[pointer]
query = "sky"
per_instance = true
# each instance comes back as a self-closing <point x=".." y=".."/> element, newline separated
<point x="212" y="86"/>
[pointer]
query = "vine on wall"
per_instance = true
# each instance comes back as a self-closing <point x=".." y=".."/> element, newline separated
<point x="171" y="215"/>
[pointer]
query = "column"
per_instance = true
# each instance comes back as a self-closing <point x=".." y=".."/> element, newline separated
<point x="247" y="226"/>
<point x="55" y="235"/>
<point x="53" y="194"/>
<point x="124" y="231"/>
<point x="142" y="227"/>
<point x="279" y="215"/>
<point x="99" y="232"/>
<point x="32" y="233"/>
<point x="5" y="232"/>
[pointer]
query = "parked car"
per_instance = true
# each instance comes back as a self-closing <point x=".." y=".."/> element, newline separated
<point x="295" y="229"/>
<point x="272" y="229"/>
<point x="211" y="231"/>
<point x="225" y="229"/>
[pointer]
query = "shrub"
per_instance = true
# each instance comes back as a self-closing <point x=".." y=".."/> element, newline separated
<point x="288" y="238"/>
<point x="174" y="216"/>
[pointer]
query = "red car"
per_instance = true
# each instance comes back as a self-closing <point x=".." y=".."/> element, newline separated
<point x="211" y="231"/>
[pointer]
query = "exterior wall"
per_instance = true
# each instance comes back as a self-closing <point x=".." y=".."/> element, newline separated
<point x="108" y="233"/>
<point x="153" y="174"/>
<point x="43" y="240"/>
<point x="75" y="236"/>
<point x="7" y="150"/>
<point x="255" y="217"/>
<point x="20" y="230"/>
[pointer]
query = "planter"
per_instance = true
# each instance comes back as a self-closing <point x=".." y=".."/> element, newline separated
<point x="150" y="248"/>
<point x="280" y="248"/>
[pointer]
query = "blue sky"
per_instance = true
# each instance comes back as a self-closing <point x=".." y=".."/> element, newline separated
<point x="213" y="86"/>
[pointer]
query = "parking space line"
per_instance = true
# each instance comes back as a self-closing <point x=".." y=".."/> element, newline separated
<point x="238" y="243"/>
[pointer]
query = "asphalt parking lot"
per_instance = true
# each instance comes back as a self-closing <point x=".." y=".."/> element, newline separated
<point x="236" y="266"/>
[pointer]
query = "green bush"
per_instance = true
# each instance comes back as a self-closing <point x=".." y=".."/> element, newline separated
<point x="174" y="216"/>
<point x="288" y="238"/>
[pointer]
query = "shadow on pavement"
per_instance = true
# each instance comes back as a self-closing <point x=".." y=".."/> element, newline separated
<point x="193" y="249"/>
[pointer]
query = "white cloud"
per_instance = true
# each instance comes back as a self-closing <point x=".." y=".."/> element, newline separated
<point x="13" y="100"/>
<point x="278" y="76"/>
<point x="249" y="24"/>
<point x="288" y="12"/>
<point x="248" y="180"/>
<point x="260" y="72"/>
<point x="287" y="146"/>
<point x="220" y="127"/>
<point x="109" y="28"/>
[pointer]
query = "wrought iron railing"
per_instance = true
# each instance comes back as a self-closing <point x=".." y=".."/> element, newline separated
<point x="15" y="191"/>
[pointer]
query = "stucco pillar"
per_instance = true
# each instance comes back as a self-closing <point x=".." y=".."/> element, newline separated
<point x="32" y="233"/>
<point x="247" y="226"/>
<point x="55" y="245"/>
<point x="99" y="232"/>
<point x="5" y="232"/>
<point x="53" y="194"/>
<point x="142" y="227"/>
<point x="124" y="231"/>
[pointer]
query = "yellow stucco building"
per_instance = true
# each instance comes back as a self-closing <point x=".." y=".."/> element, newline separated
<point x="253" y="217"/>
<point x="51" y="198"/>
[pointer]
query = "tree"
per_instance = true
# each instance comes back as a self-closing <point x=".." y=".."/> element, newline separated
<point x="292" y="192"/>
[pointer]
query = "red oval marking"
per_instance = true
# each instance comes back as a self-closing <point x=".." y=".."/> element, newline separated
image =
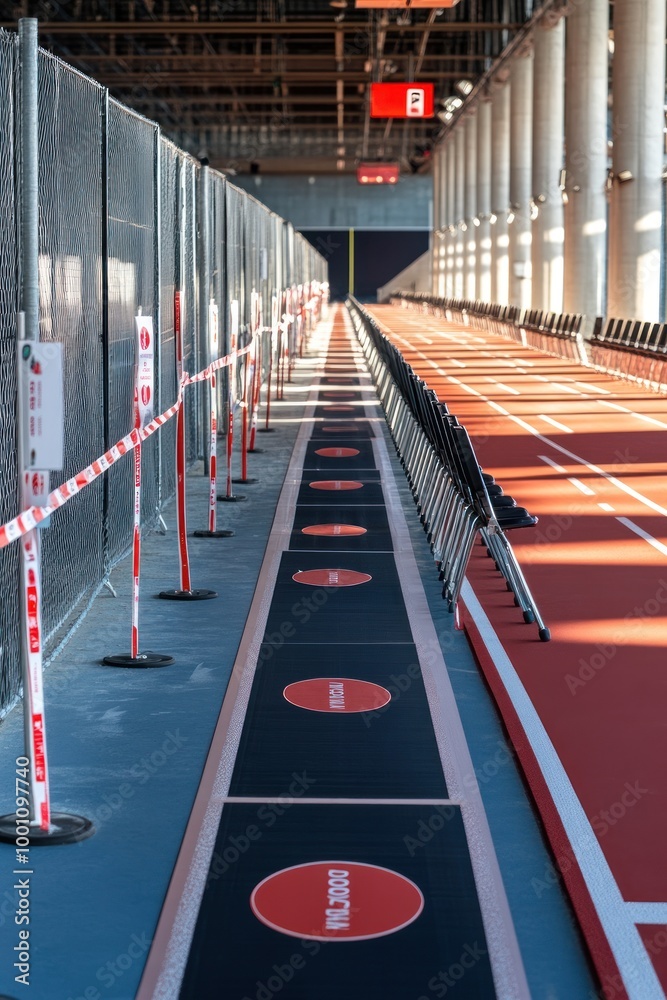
<point x="337" y="452"/>
<point x="336" y="484"/>
<point x="335" y="530"/>
<point x="336" y="901"/>
<point x="337" y="695"/>
<point x="331" y="577"/>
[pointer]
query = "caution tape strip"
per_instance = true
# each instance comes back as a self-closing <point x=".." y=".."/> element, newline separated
<point x="33" y="516"/>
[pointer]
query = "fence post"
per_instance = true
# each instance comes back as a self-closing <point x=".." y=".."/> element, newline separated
<point x="34" y="822"/>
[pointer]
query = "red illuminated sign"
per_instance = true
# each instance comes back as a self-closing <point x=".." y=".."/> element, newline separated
<point x="377" y="173"/>
<point x="391" y="4"/>
<point x="402" y="100"/>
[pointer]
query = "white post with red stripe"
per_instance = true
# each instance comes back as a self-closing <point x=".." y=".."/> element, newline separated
<point x="35" y="486"/>
<point x="256" y="364"/>
<point x="143" y="414"/>
<point x="213" y="431"/>
<point x="181" y="507"/>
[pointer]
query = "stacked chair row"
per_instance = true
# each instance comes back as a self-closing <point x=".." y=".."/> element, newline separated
<point x="455" y="499"/>
<point x="554" y="333"/>
<point x="630" y="347"/>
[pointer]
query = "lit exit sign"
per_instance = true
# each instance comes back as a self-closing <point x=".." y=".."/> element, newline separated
<point x="402" y="100"/>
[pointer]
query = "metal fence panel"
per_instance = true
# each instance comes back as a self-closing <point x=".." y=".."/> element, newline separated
<point x="70" y="292"/>
<point x="131" y="157"/>
<point x="118" y="233"/>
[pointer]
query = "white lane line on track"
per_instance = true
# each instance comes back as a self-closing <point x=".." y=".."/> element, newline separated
<point x="556" y="424"/>
<point x="593" y="388"/>
<point x="660" y="546"/>
<point x="614" y="406"/>
<point x="581" y="486"/>
<point x="649" y="420"/>
<point x="568" y="388"/>
<point x="507" y="388"/>
<point x="554" y="465"/>
<point x="634" y="963"/>
<point x="647" y="913"/>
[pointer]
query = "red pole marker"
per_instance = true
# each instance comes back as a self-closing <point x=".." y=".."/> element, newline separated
<point x="272" y="344"/>
<point x="229" y="496"/>
<point x="185" y="593"/>
<point x="143" y="415"/>
<point x="32" y="604"/>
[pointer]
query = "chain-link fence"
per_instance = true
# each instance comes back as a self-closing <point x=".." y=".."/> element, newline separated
<point x="120" y="232"/>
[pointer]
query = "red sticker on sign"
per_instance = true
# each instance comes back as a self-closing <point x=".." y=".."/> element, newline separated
<point x="331" y="577"/>
<point x="337" y="695"/>
<point x="336" y="901"/>
<point x="337" y="452"/>
<point x="336" y="484"/>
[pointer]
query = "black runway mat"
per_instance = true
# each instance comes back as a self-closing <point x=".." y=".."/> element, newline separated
<point x="364" y="460"/>
<point x="333" y="412"/>
<point x="370" y="612"/>
<point x="341" y="431"/>
<point x="374" y="519"/>
<point x="235" y="956"/>
<point x="369" y="493"/>
<point x="386" y="751"/>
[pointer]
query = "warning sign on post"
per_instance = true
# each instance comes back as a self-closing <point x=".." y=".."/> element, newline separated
<point x="145" y="369"/>
<point x="41" y="374"/>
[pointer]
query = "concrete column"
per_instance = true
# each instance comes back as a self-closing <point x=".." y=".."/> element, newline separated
<point x="459" y="210"/>
<point x="521" y="169"/>
<point x="470" y="214"/>
<point x="635" y="217"/>
<point x="450" y="167"/>
<point x="548" y="139"/>
<point x="483" y="270"/>
<point x="585" y="215"/>
<point x="500" y="194"/>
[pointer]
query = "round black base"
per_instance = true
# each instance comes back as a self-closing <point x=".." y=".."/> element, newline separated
<point x="187" y="595"/>
<point x="205" y="533"/>
<point x="65" y="829"/>
<point x="141" y="661"/>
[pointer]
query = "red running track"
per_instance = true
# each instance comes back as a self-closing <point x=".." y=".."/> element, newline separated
<point x="588" y="711"/>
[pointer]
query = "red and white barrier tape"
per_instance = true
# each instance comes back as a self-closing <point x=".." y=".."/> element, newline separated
<point x="33" y="516"/>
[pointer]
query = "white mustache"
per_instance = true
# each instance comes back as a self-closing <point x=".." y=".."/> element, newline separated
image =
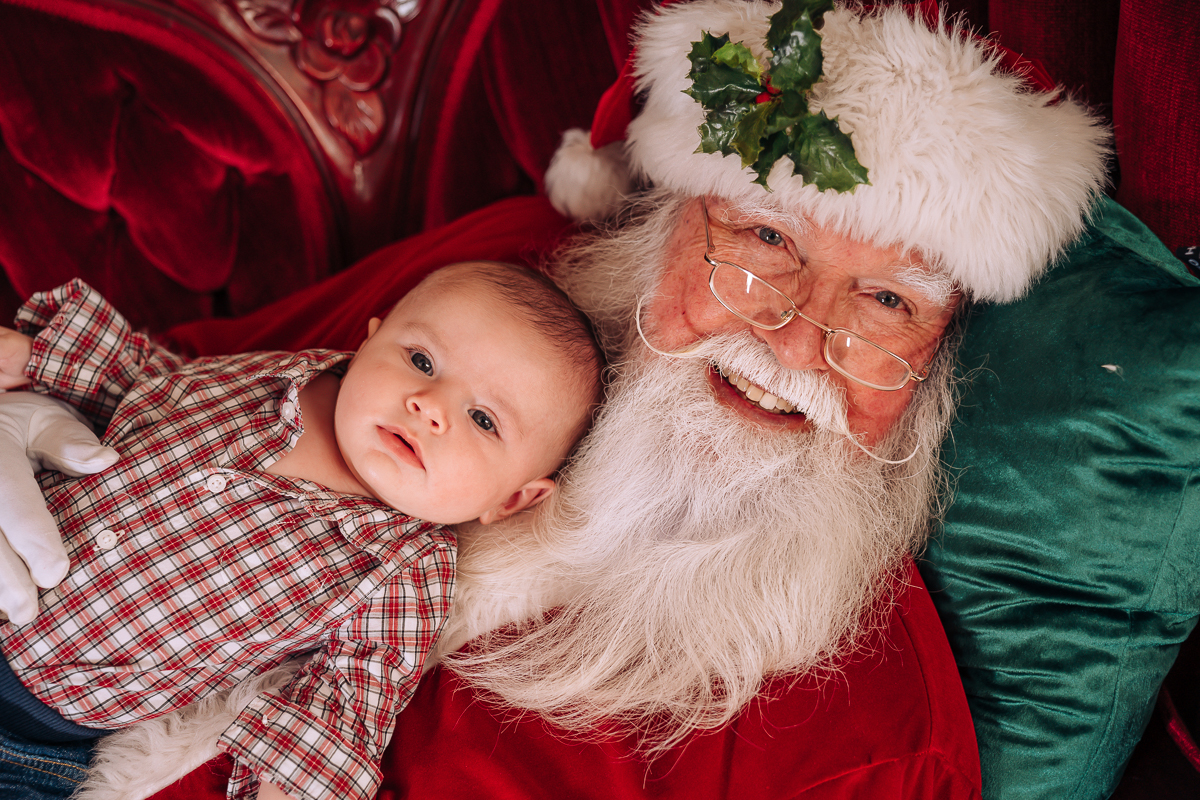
<point x="809" y="390"/>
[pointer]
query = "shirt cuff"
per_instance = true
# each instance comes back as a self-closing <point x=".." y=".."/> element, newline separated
<point x="298" y="752"/>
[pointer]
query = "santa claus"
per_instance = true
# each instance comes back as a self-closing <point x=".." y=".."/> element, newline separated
<point x="775" y="270"/>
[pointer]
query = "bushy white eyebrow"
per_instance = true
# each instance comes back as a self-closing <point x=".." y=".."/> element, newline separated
<point x="935" y="287"/>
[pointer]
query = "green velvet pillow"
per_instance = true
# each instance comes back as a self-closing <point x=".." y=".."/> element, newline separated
<point x="1068" y="571"/>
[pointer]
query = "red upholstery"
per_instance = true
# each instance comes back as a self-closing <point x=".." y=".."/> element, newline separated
<point x="448" y="744"/>
<point x="189" y="168"/>
<point x="175" y="204"/>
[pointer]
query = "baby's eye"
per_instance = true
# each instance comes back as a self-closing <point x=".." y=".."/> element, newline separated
<point x="889" y="299"/>
<point x="421" y="362"/>
<point x="483" y="420"/>
<point x="771" y="236"/>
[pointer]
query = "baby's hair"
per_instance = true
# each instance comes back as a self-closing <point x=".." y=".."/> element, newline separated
<point x="540" y="302"/>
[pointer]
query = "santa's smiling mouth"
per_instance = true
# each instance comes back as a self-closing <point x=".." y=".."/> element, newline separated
<point x="753" y="392"/>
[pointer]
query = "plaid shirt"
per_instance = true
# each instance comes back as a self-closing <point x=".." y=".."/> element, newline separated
<point x="193" y="569"/>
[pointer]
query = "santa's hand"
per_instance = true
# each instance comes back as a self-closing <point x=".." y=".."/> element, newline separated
<point x="37" y="432"/>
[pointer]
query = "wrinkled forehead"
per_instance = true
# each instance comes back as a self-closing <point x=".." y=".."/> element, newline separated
<point x="910" y="268"/>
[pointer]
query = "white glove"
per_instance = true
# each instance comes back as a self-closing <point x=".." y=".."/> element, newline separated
<point x="37" y="432"/>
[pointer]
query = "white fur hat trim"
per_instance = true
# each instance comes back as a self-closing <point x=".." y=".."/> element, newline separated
<point x="983" y="178"/>
<point x="588" y="184"/>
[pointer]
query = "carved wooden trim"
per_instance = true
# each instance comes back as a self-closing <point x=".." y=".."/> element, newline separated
<point x="345" y="47"/>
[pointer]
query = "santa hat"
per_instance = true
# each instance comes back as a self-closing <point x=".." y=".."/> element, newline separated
<point x="975" y="161"/>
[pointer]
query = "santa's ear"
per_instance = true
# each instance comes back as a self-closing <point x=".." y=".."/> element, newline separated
<point x="527" y="497"/>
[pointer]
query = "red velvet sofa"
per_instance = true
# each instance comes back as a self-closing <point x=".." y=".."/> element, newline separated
<point x="199" y="158"/>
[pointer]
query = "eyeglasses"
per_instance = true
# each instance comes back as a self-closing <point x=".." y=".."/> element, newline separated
<point x="759" y="302"/>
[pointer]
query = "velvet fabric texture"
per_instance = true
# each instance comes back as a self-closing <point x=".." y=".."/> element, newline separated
<point x="175" y="204"/>
<point x="867" y="732"/>
<point x="1068" y="571"/>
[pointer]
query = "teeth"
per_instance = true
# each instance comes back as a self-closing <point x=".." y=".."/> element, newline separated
<point x="754" y="394"/>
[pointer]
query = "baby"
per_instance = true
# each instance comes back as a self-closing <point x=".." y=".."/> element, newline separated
<point x="273" y="504"/>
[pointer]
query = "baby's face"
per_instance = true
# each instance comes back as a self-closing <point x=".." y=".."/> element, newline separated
<point x="454" y="404"/>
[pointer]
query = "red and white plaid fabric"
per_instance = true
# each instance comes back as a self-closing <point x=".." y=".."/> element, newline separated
<point x="192" y="569"/>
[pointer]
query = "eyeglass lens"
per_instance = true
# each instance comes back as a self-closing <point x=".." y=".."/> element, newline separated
<point x="761" y="304"/>
<point x="750" y="296"/>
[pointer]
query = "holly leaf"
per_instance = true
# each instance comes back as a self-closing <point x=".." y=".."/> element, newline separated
<point x="738" y="56"/>
<point x="719" y="128"/>
<point x="796" y="43"/>
<point x="751" y="131"/>
<point x="714" y="83"/>
<point x="773" y="149"/>
<point x="790" y="108"/>
<point x="821" y="154"/>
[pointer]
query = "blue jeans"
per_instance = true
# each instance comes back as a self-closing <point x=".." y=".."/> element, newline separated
<point x="31" y="770"/>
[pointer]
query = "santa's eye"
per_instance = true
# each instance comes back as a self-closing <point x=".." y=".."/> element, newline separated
<point x="771" y="236"/>
<point x="421" y="362"/>
<point x="483" y="420"/>
<point x="889" y="299"/>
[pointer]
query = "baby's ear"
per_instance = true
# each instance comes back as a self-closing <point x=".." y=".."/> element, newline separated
<point x="527" y="497"/>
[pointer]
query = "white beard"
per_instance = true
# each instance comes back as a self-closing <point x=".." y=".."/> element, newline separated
<point x="688" y="552"/>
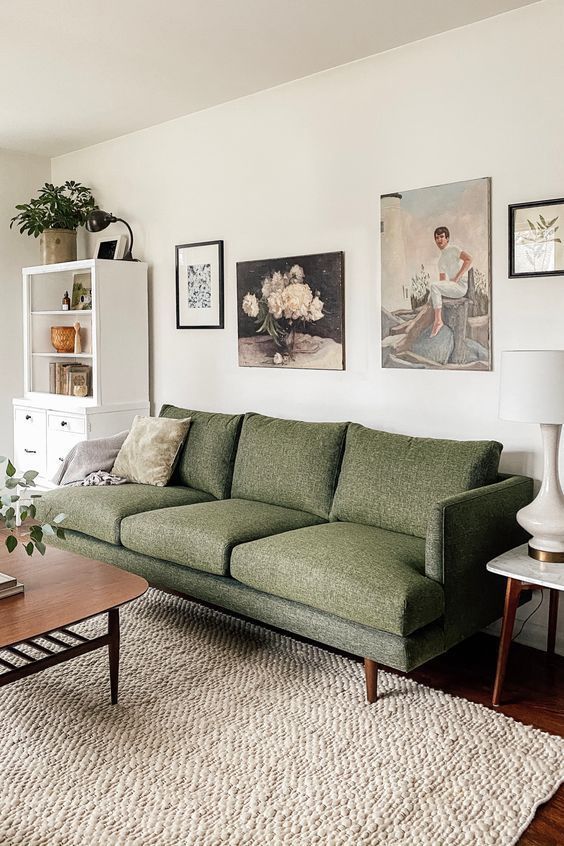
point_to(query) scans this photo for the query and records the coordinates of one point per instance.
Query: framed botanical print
(199, 285)
(535, 239)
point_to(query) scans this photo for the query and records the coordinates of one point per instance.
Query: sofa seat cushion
(394, 481)
(98, 511)
(202, 536)
(360, 573)
(288, 463)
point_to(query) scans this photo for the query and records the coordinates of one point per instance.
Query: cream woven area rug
(227, 733)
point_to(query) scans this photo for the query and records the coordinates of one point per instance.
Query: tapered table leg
(512, 594)
(113, 650)
(552, 620)
(371, 677)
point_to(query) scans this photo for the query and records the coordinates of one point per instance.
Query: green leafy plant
(21, 484)
(56, 207)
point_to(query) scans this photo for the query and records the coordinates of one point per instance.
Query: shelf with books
(110, 371)
(64, 355)
(63, 313)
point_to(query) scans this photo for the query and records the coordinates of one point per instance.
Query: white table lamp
(532, 391)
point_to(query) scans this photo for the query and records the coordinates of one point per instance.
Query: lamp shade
(99, 220)
(532, 386)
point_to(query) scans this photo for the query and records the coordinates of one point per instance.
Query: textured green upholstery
(465, 532)
(206, 461)
(98, 511)
(403, 653)
(202, 536)
(361, 573)
(393, 481)
(288, 463)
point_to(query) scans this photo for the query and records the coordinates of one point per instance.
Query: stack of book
(63, 378)
(9, 585)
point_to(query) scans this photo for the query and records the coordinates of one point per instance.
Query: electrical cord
(526, 620)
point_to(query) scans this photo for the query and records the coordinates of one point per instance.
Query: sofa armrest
(464, 533)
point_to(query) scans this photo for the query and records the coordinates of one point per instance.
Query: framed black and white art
(535, 239)
(199, 285)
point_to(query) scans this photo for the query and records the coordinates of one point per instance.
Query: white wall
(300, 169)
(20, 177)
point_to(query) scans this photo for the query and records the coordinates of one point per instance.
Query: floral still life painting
(291, 312)
(436, 277)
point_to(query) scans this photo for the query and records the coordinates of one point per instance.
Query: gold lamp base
(546, 557)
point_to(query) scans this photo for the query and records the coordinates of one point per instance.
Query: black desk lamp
(98, 220)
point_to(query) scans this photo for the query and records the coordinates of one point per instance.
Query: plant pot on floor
(57, 245)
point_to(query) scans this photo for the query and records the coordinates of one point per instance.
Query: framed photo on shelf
(535, 239)
(199, 285)
(110, 248)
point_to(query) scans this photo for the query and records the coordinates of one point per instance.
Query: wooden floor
(533, 694)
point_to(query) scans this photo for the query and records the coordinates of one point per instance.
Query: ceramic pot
(62, 338)
(57, 245)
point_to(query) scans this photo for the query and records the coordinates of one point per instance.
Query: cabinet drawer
(66, 423)
(59, 442)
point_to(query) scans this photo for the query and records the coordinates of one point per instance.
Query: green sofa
(370, 542)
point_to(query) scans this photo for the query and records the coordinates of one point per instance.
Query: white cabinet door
(59, 442)
(30, 439)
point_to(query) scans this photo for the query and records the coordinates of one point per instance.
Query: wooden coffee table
(61, 589)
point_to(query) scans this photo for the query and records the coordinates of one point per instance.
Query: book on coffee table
(7, 581)
(11, 591)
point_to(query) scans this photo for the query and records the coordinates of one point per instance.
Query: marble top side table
(523, 573)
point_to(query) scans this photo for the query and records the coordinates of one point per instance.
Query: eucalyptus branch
(20, 484)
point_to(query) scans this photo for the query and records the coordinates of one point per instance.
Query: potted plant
(15, 492)
(55, 215)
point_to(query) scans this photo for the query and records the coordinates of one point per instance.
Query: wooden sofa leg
(371, 676)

○ ○ ○ ○

> _Instructions for the task_:
From the records above, pull out each line that has "sign".

> _Solution for this problem_:
query = "red illuminated sign"
query = "lit exit sign"
query = "red sticker on sign"
query = "warning sign on post"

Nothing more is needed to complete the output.